### Task instructions
Copy everything from the start of the rows down to the line containing "[249,296,486,427]", swapping "bounding boxes" for "detection boxes" and changing nothing else. Leave the pictures out.

····················

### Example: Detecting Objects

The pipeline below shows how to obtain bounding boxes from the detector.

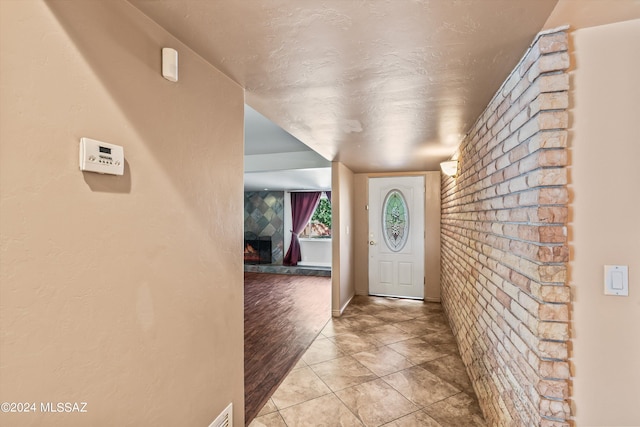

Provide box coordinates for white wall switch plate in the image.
[604,265,629,297]
[80,138,124,175]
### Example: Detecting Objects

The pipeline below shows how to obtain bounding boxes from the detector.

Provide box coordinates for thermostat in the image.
[80,138,124,175]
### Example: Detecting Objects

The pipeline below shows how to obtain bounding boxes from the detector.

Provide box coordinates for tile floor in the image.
[249,296,486,427]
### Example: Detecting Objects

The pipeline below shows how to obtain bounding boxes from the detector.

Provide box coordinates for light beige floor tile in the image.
[384,411,441,427]
[351,346,413,377]
[256,398,278,417]
[393,317,451,336]
[424,393,487,427]
[371,309,416,323]
[331,332,382,354]
[272,367,331,410]
[280,394,363,427]
[420,355,475,396]
[311,356,378,391]
[336,379,418,426]
[434,343,460,357]
[302,338,344,365]
[367,324,417,344]
[382,366,460,407]
[420,331,456,345]
[321,317,351,337]
[291,359,309,371]
[389,338,446,365]
[344,314,385,332]
[249,412,287,427]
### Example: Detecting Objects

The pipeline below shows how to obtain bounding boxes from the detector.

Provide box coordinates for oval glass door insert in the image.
[382,190,409,252]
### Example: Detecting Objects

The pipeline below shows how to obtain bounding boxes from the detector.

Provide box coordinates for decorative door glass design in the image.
[382,190,409,252]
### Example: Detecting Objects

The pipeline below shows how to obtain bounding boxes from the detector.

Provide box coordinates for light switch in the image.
[604,265,629,296]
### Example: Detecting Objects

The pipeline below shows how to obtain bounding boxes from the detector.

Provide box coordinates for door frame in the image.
[354,171,441,302]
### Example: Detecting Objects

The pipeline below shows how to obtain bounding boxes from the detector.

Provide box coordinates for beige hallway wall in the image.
[331,162,355,317]
[569,20,640,426]
[0,0,244,426]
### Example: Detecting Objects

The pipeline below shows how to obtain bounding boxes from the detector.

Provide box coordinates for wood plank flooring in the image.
[244,272,331,425]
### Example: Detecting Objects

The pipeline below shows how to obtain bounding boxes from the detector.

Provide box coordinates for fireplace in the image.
[244,235,271,264]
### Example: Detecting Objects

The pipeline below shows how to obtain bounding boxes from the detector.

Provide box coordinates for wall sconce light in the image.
[440,160,458,178]
[162,47,178,82]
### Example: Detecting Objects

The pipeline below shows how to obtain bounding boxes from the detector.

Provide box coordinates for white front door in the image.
[369,176,425,299]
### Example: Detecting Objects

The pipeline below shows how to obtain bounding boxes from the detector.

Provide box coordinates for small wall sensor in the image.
[162,47,178,82]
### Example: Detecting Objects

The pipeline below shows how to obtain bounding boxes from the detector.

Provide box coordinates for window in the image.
[300,193,331,239]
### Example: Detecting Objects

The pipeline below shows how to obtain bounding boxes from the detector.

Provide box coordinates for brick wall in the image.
[441,30,570,427]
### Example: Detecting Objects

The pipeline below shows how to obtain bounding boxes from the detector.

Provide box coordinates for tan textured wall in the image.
[569,20,640,427]
[441,28,570,427]
[354,172,440,301]
[0,0,244,426]
[543,0,640,30]
[331,162,355,317]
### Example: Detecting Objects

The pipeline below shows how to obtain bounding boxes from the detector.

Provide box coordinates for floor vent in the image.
[209,403,233,427]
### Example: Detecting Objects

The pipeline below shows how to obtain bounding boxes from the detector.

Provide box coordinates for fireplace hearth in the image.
[244,236,271,264]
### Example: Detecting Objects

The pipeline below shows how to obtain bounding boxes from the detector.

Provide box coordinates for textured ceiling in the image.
[129,0,557,172]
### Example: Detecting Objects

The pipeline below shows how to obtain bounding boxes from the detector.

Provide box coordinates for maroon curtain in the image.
[282,192,321,265]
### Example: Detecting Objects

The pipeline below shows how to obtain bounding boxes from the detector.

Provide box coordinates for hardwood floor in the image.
[244,273,331,425]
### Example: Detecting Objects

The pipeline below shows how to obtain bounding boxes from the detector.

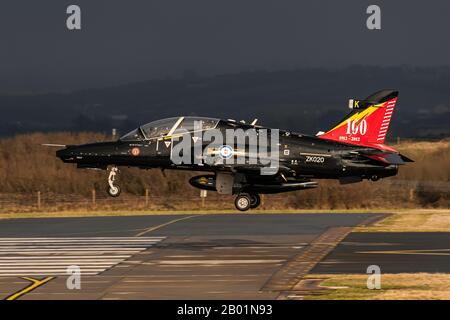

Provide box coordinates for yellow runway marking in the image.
[136,214,200,237]
[5,277,55,300]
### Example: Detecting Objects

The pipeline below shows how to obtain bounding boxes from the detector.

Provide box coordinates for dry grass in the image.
[0,133,450,213]
[306,273,450,300]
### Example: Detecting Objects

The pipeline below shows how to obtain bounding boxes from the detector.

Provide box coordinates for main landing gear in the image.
[106,166,121,198]
[234,193,261,211]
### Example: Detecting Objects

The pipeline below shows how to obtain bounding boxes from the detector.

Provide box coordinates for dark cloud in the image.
[0,0,450,93]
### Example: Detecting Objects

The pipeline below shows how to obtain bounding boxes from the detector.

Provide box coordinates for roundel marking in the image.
[131,148,141,157]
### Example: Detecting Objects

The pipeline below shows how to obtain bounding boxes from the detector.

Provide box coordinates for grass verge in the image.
[305,273,450,300]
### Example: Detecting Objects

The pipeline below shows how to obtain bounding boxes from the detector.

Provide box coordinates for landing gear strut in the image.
[234,193,261,211]
[106,166,121,198]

····················

### Result
### Example: Detecting Objects

The pipeline below shows how to obtain detection boxes from the detector.


Provide box coordinates for white wall switch plate in the image.
[604,265,629,297]
[80,138,124,175]
### Example: Detecting Objects

The pipeline below shows how to obtain detection boxes from the detector.

Provide box coordinates for thermostat in the image.
[80,138,124,175]
### Example: Detecting Objects

The pipeline below shows how to obtain detection boxes from the detector.

Provide box coordinates for tile floor in the image.
[249,296,486,427]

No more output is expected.